What to produce – In the data below, find the line that contains "# Need boxes for every bare sapling" and the line that contains "# Need boxes for every grazing". Copy both, plus every line between them, exactly.

** Opening Records for this exercise block **

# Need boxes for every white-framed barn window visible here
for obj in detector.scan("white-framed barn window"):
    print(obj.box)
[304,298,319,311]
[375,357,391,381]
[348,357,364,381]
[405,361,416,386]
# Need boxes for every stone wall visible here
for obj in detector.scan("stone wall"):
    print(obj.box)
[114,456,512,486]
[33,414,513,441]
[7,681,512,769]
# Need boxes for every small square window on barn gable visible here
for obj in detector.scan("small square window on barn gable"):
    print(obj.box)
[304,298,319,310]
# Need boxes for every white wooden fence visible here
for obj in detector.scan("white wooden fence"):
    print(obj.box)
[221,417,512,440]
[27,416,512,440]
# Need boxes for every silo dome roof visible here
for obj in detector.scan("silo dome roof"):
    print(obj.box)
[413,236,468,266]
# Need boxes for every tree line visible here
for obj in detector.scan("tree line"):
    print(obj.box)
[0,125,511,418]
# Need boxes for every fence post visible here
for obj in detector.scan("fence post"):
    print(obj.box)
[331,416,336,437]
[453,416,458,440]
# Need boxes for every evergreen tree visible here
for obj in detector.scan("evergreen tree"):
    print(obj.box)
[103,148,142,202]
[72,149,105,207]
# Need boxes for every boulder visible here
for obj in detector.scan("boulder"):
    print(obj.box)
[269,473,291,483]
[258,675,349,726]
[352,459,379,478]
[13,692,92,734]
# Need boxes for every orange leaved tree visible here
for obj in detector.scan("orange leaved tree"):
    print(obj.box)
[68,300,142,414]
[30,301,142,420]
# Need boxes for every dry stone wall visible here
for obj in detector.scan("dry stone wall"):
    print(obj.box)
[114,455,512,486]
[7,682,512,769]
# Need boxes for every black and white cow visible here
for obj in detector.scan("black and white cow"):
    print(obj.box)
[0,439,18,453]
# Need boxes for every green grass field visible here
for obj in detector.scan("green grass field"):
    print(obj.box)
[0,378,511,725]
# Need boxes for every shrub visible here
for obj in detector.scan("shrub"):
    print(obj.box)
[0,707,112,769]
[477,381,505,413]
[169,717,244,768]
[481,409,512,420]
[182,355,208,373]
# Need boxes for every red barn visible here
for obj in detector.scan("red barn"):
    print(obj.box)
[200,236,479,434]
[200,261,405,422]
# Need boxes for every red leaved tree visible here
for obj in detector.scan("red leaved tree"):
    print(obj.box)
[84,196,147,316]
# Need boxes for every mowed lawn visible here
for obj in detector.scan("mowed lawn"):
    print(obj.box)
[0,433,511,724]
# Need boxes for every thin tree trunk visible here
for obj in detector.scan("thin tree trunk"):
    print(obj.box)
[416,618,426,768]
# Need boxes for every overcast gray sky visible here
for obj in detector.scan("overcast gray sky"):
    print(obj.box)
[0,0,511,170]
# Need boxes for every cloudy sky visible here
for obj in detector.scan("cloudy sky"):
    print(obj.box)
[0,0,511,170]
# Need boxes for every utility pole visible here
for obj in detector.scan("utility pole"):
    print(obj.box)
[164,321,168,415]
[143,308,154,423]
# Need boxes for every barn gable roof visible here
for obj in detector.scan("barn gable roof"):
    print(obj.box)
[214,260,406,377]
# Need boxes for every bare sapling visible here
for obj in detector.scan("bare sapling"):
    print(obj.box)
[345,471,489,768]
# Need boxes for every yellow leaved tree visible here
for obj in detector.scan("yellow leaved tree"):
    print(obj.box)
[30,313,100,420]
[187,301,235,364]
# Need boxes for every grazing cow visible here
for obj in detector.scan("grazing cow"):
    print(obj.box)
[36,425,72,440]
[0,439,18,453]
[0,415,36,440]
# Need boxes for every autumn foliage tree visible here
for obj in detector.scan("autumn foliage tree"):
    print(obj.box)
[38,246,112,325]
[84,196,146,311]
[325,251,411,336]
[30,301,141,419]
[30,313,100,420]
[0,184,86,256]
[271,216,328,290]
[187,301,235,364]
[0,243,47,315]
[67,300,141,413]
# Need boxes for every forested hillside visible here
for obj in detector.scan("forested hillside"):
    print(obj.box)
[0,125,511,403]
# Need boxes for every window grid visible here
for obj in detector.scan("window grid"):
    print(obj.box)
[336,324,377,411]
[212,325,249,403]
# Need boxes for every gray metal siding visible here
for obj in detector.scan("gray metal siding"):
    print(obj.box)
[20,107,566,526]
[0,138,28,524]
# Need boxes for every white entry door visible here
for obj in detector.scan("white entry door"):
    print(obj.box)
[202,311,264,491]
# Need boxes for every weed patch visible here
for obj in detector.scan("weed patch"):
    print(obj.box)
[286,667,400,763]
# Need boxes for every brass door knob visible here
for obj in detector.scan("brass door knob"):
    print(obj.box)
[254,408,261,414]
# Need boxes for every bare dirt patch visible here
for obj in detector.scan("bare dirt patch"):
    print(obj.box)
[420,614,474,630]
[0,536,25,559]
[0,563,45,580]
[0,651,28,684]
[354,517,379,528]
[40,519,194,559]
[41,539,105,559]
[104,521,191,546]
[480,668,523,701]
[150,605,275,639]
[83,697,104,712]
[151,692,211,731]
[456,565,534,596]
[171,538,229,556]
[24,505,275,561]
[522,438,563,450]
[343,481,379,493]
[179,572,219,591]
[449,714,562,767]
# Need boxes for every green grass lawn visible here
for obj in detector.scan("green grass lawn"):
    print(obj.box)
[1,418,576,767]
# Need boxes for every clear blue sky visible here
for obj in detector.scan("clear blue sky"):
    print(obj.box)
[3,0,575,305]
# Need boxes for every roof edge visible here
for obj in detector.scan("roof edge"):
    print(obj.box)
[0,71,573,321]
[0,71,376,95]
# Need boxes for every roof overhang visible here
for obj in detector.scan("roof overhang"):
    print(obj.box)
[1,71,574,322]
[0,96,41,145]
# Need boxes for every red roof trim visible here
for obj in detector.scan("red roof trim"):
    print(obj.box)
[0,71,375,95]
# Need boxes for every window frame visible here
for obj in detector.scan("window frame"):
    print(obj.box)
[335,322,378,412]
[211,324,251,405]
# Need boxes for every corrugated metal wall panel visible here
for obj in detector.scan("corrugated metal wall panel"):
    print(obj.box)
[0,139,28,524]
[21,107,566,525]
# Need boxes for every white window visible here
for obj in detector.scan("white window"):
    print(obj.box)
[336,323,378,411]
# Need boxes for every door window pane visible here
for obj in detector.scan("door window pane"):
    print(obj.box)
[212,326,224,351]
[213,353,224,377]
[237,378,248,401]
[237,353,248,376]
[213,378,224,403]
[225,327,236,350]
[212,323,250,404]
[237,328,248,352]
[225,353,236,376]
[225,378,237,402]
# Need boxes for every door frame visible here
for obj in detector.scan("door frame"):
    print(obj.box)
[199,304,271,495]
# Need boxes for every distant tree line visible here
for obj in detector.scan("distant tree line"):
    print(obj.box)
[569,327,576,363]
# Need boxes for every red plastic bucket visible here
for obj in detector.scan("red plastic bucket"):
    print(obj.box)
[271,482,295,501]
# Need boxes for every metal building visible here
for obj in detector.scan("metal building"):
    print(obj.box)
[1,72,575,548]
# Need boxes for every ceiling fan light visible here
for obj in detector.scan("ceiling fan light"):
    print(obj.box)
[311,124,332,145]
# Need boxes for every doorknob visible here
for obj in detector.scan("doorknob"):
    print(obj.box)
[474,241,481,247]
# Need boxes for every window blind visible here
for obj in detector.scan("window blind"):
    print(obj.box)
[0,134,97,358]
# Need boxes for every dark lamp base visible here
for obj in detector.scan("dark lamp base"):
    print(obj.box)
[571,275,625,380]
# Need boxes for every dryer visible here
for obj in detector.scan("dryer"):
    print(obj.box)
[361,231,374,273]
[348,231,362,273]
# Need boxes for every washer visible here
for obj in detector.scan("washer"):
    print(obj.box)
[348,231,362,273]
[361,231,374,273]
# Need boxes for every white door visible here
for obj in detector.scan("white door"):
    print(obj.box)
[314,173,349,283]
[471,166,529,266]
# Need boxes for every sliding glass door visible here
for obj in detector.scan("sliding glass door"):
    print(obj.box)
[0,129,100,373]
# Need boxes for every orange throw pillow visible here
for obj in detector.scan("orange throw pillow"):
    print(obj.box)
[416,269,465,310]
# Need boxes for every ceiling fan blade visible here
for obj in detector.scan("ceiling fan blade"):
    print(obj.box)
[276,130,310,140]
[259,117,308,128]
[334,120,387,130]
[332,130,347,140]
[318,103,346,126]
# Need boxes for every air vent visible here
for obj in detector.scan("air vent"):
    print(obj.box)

** Closing Records for this exercise block **

Problem solution –
# Need boxes for every bare sapling visible here
for obj in detector.scan("bare sapling"):
    print(obj.box)
[345,471,489,768]
# Need boxes for every yellow leaved tree visible here
for obj in detector.scan("yellow leaved tree"):
    print(obj.box)
[30,313,100,420]
[187,301,235,364]
# Need boxes for every grazing cow visible here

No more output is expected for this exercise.